Task
Pull out each line from the rows below that has the word "orange" in it. Case counts.

Data
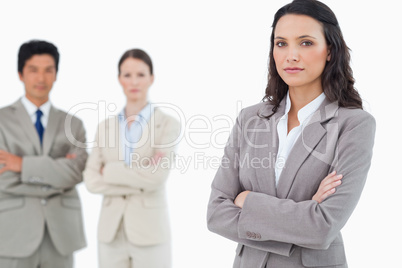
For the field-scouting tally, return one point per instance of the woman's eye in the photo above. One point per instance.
(307, 43)
(281, 44)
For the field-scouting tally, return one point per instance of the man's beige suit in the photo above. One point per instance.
(44, 192)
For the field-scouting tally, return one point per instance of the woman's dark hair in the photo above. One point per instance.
(37, 47)
(137, 54)
(337, 77)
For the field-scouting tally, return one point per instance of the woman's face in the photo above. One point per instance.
(300, 51)
(135, 78)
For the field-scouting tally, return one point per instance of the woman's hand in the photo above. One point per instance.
(327, 186)
(239, 201)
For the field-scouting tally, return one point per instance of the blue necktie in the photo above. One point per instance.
(38, 125)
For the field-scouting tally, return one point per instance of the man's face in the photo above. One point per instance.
(38, 76)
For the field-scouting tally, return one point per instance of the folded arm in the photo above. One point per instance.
(60, 173)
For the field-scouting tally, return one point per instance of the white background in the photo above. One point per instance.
(210, 58)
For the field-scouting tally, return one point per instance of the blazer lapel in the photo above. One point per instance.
(55, 119)
(269, 142)
(311, 135)
(27, 126)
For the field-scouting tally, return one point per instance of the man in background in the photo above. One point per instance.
(41, 161)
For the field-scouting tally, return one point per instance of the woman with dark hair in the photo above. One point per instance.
(296, 164)
(129, 165)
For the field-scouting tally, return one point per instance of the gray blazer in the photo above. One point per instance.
(280, 226)
(44, 192)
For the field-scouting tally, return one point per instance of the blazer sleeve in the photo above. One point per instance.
(142, 175)
(59, 173)
(223, 215)
(308, 223)
(11, 183)
(94, 179)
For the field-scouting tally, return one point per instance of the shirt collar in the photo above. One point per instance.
(307, 110)
(31, 108)
(145, 113)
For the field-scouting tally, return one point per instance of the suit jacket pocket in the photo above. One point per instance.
(11, 203)
(334, 255)
(71, 202)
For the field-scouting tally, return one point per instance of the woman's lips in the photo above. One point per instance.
(293, 70)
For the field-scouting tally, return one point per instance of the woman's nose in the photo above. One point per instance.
(293, 55)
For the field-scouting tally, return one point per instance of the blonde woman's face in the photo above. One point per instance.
(135, 78)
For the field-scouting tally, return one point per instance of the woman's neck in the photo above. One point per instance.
(301, 97)
(134, 108)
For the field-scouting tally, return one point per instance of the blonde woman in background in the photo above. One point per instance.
(130, 166)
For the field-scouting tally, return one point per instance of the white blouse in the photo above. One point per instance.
(286, 141)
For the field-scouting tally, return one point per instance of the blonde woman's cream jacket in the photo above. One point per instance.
(133, 193)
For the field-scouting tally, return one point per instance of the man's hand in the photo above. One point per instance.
(10, 162)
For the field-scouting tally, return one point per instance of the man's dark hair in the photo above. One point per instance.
(36, 47)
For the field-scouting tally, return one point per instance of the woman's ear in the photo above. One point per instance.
(329, 54)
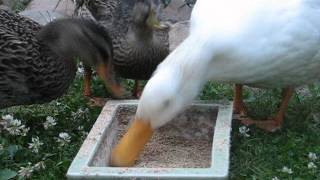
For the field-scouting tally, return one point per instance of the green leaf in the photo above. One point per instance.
(6, 174)
(12, 150)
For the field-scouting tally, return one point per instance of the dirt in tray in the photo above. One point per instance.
(185, 142)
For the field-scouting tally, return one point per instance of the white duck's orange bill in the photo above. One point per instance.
(131, 144)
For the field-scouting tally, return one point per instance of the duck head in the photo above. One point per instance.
(145, 14)
(70, 39)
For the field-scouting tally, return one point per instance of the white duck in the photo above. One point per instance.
(263, 43)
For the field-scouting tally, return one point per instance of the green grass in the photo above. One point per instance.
(260, 156)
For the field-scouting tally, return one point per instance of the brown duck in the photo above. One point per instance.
(140, 43)
(38, 64)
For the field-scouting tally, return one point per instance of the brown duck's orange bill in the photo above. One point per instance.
(131, 144)
(104, 73)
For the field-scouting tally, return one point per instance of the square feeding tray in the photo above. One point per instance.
(194, 145)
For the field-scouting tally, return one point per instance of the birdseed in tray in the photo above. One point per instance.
(185, 142)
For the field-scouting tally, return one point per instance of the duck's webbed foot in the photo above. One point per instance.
(97, 101)
(270, 125)
(267, 125)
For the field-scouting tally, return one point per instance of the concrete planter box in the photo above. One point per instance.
(92, 159)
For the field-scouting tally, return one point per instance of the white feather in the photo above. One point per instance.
(270, 43)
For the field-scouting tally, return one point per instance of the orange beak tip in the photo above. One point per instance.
(132, 143)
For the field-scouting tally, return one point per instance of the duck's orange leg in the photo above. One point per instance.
(275, 123)
(87, 81)
(238, 105)
(137, 89)
(93, 101)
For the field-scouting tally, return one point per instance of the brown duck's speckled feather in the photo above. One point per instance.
(135, 56)
(29, 72)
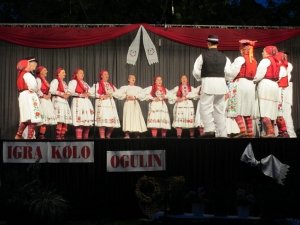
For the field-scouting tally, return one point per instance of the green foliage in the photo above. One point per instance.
(204, 12)
(31, 202)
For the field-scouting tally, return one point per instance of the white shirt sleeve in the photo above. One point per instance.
(261, 70)
(30, 82)
(53, 87)
(197, 68)
(234, 68)
(39, 85)
(282, 72)
(227, 66)
(72, 87)
(289, 71)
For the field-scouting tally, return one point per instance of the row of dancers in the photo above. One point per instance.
(43, 104)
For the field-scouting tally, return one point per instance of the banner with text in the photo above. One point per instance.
(128, 161)
(52, 152)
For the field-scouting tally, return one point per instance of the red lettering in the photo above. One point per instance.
(85, 152)
(114, 161)
(124, 161)
(157, 159)
(55, 153)
(67, 152)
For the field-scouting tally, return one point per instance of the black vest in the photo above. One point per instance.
(213, 63)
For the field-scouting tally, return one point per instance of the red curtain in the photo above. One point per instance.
(66, 37)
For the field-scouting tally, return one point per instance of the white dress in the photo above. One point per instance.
(46, 107)
(183, 111)
(81, 108)
(133, 120)
(29, 103)
(158, 114)
(287, 104)
(243, 90)
(61, 105)
(106, 114)
(268, 93)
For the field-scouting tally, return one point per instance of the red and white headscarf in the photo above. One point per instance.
(271, 50)
(61, 87)
(246, 46)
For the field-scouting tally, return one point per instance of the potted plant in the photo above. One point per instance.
(175, 194)
(149, 194)
(244, 202)
(196, 199)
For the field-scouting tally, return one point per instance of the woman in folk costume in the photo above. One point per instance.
(267, 100)
(60, 93)
(81, 107)
(242, 98)
(288, 102)
(232, 127)
(47, 109)
(105, 108)
(282, 83)
(29, 104)
(133, 120)
(158, 114)
(198, 122)
(183, 111)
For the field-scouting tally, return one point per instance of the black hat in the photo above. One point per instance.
(31, 59)
(213, 38)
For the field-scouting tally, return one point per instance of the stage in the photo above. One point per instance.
(92, 191)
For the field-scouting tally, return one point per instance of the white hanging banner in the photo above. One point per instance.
(52, 152)
(149, 47)
(134, 48)
(130, 161)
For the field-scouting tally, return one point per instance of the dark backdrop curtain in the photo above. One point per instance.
(82, 35)
(174, 59)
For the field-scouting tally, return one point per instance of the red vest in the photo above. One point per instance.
(248, 69)
(80, 88)
(21, 84)
(272, 70)
(102, 89)
(44, 87)
(283, 82)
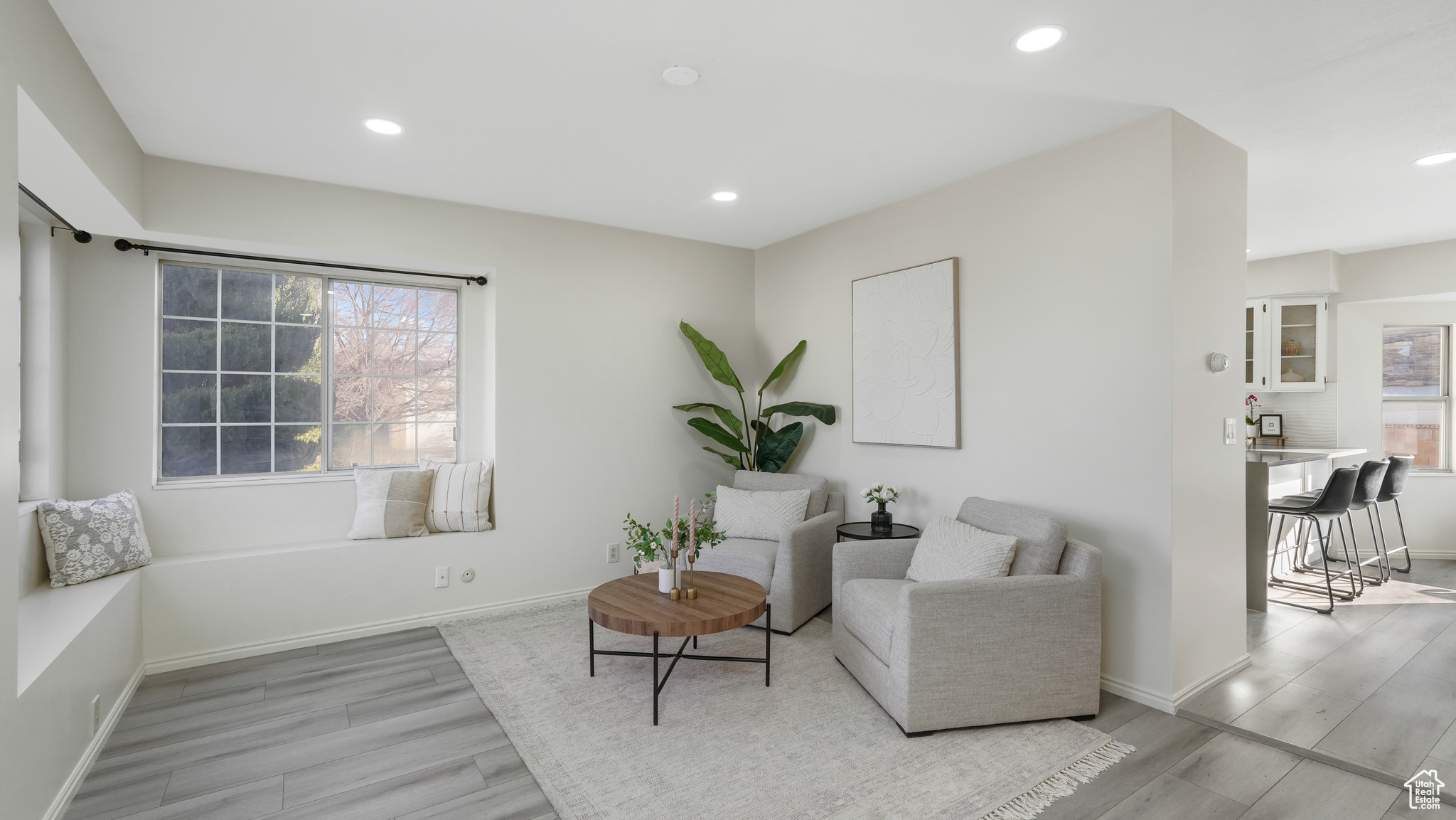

Exercise result
For the field-scouting tally, return one point per instance of the white duck's orange bill in the photo above. One point per instance.
For the field-scouting tally, return one point per instance of the brown duck's orange bill in the photo above. One point per instance.
For the field-scouting tally, return one point per instance of the orange beak tip in the photo above. One point per instance.
For the field-scouting tally, return one point per instance of the duck's orange leg in the photo above. One point per instance.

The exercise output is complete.